Written problem :: Return exactly the lines that run from the one containing "One pin marks each instance of the person" to the end of the entries, with both ends included.

──────────

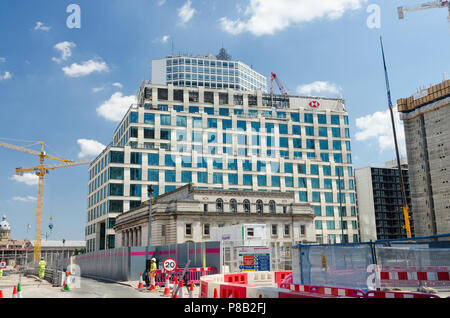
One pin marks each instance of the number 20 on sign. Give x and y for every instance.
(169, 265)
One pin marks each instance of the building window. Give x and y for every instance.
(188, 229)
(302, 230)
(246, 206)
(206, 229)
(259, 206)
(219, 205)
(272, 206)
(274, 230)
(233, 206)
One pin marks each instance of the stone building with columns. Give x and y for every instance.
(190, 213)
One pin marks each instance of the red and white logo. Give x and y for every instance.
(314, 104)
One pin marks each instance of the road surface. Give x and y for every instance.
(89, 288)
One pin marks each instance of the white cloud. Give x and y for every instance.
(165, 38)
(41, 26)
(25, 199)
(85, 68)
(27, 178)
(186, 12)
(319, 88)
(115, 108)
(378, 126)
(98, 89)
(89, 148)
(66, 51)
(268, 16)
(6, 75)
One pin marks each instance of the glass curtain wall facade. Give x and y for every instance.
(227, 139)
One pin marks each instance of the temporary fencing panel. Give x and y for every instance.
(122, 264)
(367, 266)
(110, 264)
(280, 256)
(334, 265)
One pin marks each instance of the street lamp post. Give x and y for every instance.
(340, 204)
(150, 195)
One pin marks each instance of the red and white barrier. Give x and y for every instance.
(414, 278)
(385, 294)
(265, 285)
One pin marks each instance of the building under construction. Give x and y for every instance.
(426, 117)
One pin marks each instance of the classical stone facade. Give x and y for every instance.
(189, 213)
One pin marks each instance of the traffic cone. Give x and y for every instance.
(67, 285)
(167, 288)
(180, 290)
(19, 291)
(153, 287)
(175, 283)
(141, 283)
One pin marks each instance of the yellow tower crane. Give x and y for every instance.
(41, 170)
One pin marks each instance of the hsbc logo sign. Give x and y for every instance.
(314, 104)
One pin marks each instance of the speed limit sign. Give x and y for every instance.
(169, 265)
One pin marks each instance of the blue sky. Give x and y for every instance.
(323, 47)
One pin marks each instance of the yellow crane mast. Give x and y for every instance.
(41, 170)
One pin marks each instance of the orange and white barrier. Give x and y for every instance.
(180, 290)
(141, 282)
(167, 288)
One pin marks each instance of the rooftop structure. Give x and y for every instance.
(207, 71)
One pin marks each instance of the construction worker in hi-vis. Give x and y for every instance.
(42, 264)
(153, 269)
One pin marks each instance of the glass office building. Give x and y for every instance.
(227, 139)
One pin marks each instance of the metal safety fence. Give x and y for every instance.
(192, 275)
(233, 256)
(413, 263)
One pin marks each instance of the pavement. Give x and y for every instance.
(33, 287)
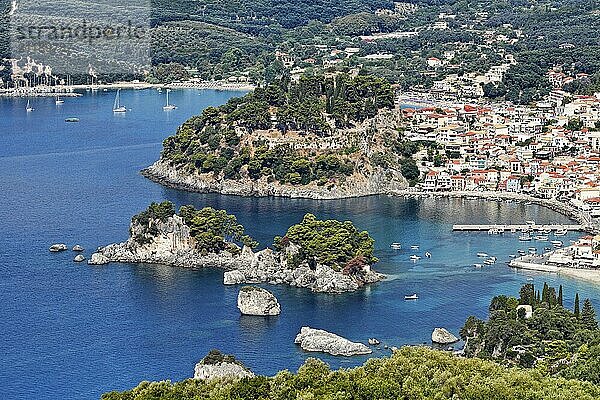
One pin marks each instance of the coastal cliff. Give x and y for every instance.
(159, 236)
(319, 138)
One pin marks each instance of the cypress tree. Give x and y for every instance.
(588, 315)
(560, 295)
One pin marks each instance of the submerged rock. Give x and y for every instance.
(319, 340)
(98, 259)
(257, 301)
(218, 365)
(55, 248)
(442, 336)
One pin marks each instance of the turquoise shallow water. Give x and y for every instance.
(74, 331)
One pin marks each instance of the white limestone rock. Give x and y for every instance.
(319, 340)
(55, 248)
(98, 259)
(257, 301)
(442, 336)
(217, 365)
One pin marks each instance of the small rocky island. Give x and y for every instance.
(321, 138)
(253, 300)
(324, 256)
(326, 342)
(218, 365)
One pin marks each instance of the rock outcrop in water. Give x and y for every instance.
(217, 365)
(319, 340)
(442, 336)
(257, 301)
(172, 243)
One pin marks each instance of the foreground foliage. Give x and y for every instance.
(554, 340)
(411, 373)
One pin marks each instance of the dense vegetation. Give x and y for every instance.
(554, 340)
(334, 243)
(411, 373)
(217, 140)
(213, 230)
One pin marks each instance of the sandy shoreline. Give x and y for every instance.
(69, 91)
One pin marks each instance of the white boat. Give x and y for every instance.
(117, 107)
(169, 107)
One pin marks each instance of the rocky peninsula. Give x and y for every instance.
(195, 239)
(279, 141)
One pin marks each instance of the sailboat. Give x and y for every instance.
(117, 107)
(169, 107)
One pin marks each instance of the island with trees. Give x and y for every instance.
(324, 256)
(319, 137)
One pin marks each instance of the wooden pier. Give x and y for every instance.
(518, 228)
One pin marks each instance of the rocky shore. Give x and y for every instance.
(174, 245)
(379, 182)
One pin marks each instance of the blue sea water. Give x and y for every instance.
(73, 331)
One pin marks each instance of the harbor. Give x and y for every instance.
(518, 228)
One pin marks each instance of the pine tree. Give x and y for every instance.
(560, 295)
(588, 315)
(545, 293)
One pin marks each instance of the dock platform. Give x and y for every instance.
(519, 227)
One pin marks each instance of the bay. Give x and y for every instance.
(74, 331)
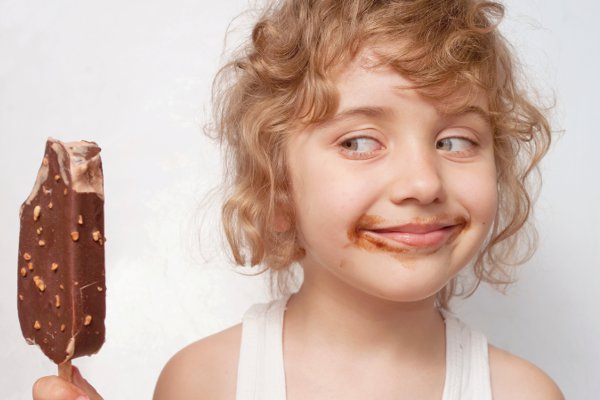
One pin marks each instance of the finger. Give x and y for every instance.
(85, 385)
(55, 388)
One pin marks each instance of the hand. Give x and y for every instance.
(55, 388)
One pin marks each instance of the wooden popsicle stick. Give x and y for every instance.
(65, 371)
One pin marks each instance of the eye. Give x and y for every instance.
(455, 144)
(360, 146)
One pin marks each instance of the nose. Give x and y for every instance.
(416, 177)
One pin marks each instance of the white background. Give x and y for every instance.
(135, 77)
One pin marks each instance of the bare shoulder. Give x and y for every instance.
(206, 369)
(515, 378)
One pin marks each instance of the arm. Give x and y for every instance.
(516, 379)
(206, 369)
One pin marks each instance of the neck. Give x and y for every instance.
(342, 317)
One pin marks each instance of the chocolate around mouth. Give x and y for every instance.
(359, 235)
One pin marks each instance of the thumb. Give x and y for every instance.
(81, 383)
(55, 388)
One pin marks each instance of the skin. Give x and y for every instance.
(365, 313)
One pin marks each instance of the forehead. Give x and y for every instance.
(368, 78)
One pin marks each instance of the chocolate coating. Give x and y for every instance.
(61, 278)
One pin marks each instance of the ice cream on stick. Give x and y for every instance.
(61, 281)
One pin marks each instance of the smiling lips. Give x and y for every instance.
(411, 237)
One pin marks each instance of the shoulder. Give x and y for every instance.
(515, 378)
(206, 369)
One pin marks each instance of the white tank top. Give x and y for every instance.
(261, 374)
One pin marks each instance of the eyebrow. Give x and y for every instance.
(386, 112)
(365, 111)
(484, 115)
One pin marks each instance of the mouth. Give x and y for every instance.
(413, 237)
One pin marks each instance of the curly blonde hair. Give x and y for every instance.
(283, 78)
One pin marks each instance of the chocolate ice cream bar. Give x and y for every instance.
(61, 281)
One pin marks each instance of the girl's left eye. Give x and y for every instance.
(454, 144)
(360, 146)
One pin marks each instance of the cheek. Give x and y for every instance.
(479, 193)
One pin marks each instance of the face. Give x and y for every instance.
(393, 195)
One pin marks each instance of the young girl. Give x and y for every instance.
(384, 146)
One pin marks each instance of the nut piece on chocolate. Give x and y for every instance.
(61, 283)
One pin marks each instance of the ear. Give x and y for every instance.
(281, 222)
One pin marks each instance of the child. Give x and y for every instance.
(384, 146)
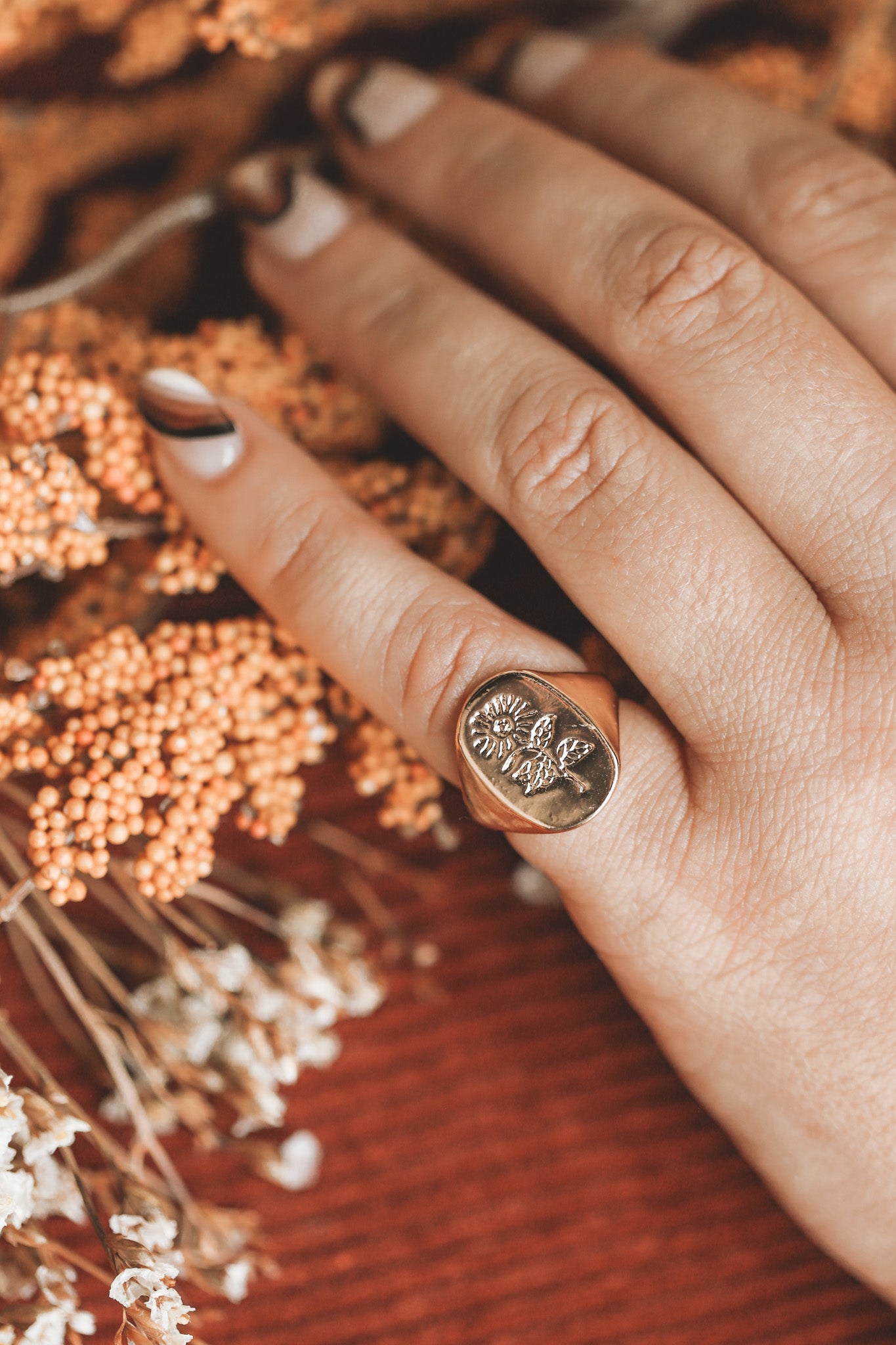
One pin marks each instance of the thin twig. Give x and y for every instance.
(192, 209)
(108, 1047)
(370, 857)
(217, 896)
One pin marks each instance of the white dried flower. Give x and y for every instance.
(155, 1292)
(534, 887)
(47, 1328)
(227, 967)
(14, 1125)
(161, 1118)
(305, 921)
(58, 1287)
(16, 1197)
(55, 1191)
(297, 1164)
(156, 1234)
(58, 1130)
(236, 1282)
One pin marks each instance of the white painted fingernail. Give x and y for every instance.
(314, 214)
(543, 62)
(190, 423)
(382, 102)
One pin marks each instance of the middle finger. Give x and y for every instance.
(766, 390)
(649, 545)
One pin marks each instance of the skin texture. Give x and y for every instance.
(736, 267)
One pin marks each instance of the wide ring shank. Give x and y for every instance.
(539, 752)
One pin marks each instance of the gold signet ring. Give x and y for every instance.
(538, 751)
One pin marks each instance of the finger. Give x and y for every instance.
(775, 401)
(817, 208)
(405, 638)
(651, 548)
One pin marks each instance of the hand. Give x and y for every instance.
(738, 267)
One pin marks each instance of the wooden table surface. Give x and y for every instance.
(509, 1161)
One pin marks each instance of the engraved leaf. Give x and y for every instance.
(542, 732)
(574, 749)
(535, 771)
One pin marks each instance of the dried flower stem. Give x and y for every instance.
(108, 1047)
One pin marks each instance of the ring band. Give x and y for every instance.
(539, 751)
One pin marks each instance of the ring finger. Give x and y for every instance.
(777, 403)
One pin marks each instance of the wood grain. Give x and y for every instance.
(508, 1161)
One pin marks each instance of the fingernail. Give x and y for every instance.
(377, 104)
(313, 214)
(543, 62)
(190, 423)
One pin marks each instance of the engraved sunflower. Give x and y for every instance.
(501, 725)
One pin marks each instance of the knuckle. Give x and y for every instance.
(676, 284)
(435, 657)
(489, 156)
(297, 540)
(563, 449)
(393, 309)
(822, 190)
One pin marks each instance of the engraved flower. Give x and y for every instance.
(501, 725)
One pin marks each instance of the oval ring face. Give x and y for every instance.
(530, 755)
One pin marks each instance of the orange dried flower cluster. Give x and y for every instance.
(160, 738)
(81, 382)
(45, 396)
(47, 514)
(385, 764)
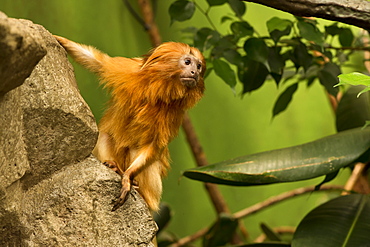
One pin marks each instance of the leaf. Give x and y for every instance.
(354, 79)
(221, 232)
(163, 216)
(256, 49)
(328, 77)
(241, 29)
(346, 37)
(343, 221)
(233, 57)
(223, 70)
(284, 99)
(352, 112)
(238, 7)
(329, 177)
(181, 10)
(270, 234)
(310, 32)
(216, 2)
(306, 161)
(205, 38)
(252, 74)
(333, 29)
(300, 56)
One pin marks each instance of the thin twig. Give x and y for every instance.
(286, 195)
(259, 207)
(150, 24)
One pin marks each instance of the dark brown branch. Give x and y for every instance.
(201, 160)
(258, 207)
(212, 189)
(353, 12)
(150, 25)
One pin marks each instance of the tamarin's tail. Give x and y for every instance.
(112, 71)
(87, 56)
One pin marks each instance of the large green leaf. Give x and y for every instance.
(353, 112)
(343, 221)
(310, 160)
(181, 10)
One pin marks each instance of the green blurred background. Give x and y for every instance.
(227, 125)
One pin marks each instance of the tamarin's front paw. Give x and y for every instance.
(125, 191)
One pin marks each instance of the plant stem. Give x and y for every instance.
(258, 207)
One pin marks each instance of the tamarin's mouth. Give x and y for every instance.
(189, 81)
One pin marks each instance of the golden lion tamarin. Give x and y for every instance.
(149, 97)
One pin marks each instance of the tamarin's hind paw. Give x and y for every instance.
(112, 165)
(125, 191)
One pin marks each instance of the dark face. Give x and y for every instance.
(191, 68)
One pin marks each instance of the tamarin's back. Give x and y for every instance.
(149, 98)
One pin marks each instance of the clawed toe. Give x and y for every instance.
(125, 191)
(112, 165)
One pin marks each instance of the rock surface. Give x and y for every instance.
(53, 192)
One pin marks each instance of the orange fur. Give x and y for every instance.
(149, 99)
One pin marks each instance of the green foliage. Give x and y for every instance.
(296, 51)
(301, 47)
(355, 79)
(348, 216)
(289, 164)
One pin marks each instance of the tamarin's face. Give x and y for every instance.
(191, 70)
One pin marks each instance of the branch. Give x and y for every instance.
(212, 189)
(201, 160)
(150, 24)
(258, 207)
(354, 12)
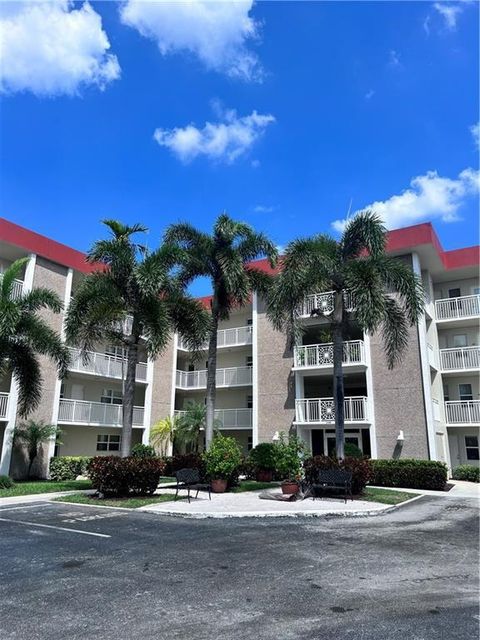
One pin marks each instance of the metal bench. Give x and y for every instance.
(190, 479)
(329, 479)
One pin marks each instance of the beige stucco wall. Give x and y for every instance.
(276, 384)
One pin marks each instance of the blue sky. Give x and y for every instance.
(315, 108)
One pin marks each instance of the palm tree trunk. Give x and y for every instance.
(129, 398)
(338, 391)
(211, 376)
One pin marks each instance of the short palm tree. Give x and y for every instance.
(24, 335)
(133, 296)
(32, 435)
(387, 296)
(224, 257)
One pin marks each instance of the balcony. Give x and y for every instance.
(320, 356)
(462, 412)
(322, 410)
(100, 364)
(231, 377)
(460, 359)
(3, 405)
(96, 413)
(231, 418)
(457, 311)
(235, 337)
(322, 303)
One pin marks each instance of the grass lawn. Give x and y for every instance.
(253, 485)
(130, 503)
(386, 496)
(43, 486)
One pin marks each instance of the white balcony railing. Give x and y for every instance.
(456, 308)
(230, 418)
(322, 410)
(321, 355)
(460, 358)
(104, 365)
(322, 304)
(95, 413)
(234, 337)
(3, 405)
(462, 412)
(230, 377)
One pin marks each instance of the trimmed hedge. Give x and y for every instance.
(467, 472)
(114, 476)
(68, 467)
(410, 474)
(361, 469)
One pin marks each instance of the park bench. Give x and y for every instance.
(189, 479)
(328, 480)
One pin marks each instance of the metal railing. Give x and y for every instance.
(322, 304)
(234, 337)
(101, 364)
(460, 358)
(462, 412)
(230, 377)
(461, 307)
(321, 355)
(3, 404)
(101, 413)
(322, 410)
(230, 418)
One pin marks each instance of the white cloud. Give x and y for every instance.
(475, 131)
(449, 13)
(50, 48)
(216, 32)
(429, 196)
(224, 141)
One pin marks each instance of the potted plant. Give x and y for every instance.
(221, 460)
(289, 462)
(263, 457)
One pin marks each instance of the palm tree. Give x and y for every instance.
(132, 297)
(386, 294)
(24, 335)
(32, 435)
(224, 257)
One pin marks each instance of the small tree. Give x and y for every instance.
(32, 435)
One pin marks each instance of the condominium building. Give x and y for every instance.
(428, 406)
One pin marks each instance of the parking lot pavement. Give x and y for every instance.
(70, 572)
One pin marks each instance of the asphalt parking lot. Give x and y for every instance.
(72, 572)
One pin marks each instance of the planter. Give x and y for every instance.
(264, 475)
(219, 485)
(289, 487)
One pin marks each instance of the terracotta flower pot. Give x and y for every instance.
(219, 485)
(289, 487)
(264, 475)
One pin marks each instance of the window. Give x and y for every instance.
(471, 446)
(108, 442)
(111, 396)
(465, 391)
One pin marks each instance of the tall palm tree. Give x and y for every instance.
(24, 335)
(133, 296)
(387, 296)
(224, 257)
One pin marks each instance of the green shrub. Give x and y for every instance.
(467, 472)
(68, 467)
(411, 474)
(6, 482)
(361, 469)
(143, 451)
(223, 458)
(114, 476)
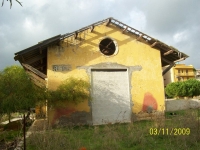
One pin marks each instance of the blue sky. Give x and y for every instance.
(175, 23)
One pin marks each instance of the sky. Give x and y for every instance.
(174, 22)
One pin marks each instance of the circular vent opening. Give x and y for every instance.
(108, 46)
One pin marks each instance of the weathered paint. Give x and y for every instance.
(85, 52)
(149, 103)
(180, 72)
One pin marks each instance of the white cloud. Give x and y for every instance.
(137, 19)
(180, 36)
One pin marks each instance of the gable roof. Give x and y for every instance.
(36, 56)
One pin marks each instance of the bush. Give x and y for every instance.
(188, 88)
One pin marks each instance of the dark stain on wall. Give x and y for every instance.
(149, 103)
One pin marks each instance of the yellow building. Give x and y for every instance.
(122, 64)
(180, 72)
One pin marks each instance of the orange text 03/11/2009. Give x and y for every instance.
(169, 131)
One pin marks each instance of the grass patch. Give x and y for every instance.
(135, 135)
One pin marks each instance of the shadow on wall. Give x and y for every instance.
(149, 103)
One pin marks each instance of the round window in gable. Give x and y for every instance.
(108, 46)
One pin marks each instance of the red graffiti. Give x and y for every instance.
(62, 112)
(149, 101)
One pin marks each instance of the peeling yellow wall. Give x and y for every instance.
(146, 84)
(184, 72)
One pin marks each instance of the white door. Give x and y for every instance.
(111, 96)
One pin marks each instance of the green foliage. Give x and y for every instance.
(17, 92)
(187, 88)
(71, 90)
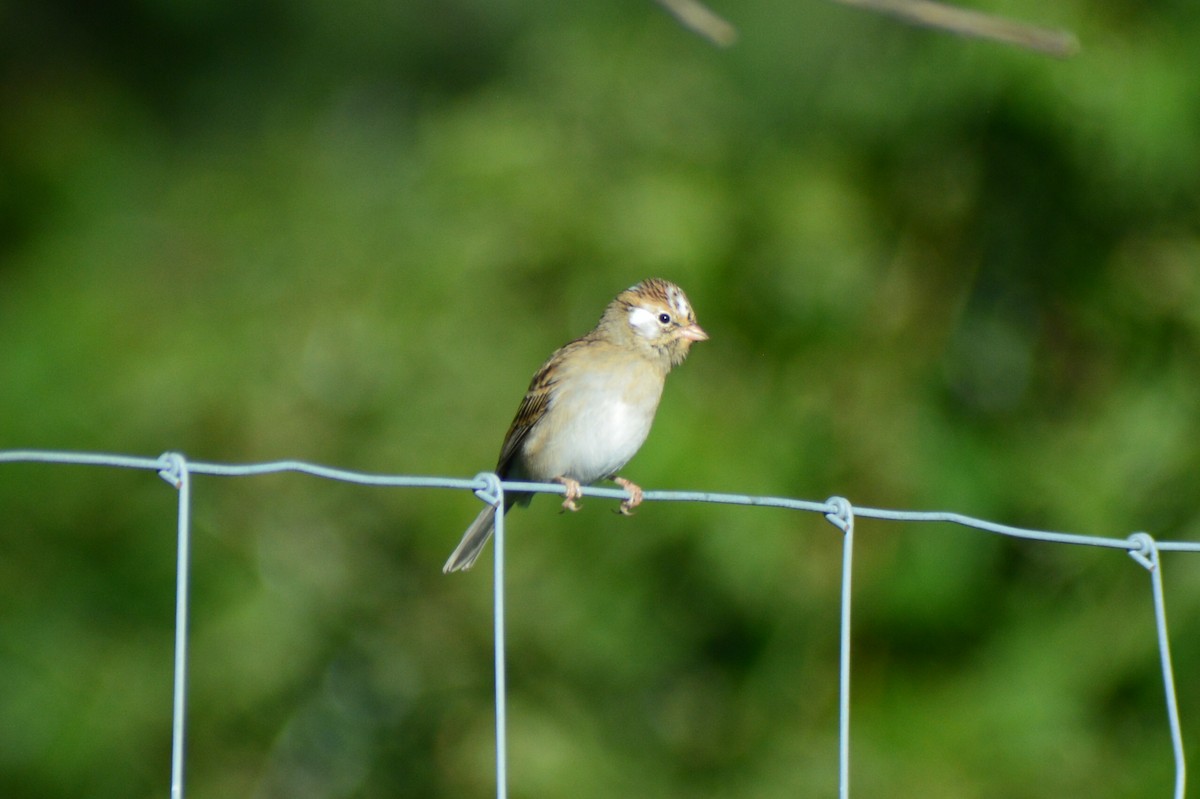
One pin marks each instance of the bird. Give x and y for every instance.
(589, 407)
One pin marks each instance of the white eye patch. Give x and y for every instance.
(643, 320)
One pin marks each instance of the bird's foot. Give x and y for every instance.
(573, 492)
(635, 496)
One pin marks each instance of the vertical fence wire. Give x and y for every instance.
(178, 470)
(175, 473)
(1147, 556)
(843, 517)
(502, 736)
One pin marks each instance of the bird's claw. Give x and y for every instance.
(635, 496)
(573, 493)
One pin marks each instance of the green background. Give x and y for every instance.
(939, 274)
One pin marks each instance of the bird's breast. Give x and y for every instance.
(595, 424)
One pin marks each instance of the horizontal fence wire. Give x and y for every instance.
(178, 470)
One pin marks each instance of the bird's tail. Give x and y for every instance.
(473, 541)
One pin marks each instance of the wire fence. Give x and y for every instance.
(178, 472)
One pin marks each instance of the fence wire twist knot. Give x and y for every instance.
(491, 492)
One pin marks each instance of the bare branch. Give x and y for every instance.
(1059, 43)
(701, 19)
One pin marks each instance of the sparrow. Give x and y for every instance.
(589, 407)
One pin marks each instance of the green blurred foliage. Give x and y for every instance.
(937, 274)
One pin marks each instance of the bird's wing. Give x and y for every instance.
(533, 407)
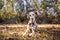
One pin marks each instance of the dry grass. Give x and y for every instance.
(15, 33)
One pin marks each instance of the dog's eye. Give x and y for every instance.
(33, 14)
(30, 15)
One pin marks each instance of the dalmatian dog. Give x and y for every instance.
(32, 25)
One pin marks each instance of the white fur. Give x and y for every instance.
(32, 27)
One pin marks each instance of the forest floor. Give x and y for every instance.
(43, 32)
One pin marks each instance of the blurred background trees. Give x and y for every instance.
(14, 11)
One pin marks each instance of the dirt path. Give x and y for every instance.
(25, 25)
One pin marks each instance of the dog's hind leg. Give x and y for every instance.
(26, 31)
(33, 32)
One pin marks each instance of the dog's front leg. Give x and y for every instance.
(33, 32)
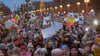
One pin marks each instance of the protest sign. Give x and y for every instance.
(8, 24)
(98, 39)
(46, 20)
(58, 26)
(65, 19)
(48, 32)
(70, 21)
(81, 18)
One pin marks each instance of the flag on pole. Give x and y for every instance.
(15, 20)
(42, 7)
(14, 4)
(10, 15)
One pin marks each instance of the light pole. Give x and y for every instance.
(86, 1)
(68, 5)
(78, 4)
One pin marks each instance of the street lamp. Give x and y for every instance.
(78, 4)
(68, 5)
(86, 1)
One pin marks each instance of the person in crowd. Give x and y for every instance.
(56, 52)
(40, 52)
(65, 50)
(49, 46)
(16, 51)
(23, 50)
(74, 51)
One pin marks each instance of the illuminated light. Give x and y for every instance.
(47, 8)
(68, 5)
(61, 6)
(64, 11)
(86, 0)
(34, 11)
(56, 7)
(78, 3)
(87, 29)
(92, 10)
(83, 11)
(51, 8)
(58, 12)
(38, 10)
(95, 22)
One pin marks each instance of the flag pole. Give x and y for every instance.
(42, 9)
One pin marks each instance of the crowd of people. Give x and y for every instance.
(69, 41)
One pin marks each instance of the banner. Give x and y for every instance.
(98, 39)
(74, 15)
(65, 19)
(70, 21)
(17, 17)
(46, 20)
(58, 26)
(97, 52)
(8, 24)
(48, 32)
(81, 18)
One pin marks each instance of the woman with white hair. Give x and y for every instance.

──────────

Written response ::
One pin marks each instance of the person in crowd. Give x and y for every instance.
(56, 52)
(40, 52)
(65, 50)
(49, 46)
(16, 51)
(23, 50)
(74, 51)
One pin marks each instance of the illuminated light. Give x and y for every instance.
(47, 8)
(68, 5)
(61, 6)
(64, 11)
(86, 0)
(34, 11)
(56, 7)
(78, 3)
(87, 29)
(92, 10)
(83, 11)
(51, 8)
(58, 12)
(38, 10)
(95, 22)
One pin marks each instance of the flag pole. Give x and y for every instance.
(42, 9)
One pin marks each instance of the crowd of people. Give x and y for every instance.
(69, 41)
One pin marks each instance of the banner. Give x and y for every instance.
(98, 39)
(74, 15)
(65, 19)
(70, 21)
(17, 17)
(46, 20)
(58, 26)
(97, 52)
(8, 24)
(48, 32)
(81, 18)
One pin marks each instance of the woman with white hair. Give x and y for every instance.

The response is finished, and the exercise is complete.